**Goal of the exercise:** Every entry has to be restated word for word.

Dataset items
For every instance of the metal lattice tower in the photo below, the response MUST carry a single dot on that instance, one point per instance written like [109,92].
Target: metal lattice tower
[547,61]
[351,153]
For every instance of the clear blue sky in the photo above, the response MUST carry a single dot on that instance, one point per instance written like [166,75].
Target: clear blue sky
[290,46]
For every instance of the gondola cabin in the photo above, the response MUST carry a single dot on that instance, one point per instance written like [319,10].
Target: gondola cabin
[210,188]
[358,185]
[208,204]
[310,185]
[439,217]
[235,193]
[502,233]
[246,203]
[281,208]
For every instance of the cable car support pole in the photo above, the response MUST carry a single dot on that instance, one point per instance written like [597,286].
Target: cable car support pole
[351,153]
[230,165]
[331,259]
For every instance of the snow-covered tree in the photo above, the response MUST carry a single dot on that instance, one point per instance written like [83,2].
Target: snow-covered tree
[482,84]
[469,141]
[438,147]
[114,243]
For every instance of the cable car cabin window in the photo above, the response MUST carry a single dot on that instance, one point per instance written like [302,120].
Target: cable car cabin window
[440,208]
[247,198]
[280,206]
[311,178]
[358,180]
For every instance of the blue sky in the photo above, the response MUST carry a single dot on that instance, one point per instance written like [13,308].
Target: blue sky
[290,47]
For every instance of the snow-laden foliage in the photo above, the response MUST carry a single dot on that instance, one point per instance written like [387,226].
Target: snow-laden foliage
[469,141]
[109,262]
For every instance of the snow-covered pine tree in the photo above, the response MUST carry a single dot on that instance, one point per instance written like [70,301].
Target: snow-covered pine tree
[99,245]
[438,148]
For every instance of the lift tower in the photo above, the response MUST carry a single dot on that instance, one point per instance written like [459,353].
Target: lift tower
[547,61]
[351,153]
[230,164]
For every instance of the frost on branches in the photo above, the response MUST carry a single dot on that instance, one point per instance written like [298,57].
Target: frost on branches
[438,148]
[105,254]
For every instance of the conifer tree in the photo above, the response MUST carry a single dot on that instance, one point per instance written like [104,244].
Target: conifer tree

**Solution to this problem:**
For every instance of the metal lattice tower in the photo below, the response MUST carry a single dot on that instance, one point per instance written like [109,92].
Target: metal lattice tower
[547,61]
[351,153]
For every instance of the clear blue sky in the photo above, the response MUST carry a single dot on that instance, one point per instance written like [166,75].
Target: clear blue sky
[290,46]
For every instance of the gondola cabin in the photo above, the response MUST carry a single dot on that instance, one point per instance written like [319,10].
Target: gondola cabin
[210,188]
[358,185]
[208,204]
[310,185]
[439,217]
[235,193]
[502,233]
[246,203]
[281,208]
For every instance of the cable car support pole in the photo above, the response MUST carry a single dot on that instance, one point per instance written like [597,286].
Target: cable car support pole
[351,153]
[230,165]
[331,259]
For every instance of the snow-covered tree in the photo above, the response MUST carry a single dot on that instance, one point per instance written like [83,2].
Target: snow-covered tree
[482,84]
[469,141]
[438,147]
[114,243]
For every instance of the cable car cabin window in the photo above, the response MUST carry a single dot on that instance, one point per instance written like [302,120].
Target: cable car cabin window
[440,208]
[247,198]
[280,206]
[311,178]
[358,180]
For every instance of the blue sky in the photo above, the response MUST carry a single dot on that instance, one point per instance written like [13,308].
Target: blue sky
[290,47]
For every instance of the snow-laden foliage in the photo above, the response MUST carry a single dot on that instance, one point per instance written like [387,226].
Target: snow-laden foliage
[469,141]
[109,262]
For every instance of the snow-covered pine tree in the photo above, the response MUST carry a single dot on that instance, one point per instance written like [70,301].
Target: snow-covered pine tree
[99,245]
[438,148]
For every instance of the lift tower in the photo above, the response MUST carry a single dot on that instance, one point per instance written like [459,353].
Target: lift tower
[547,61]
[351,153]
[230,164]
For every instance of the frost on branches in the photo above, the response MUST carry a single dot on that instance, one point per instance written like [298,57].
Target: frost on branches
[438,148]
[105,254]
For every instance of the conifer tree in the photo above, the response MUST carry a single dot on that instance, one point per instance written like [104,244].
Target: conifer tree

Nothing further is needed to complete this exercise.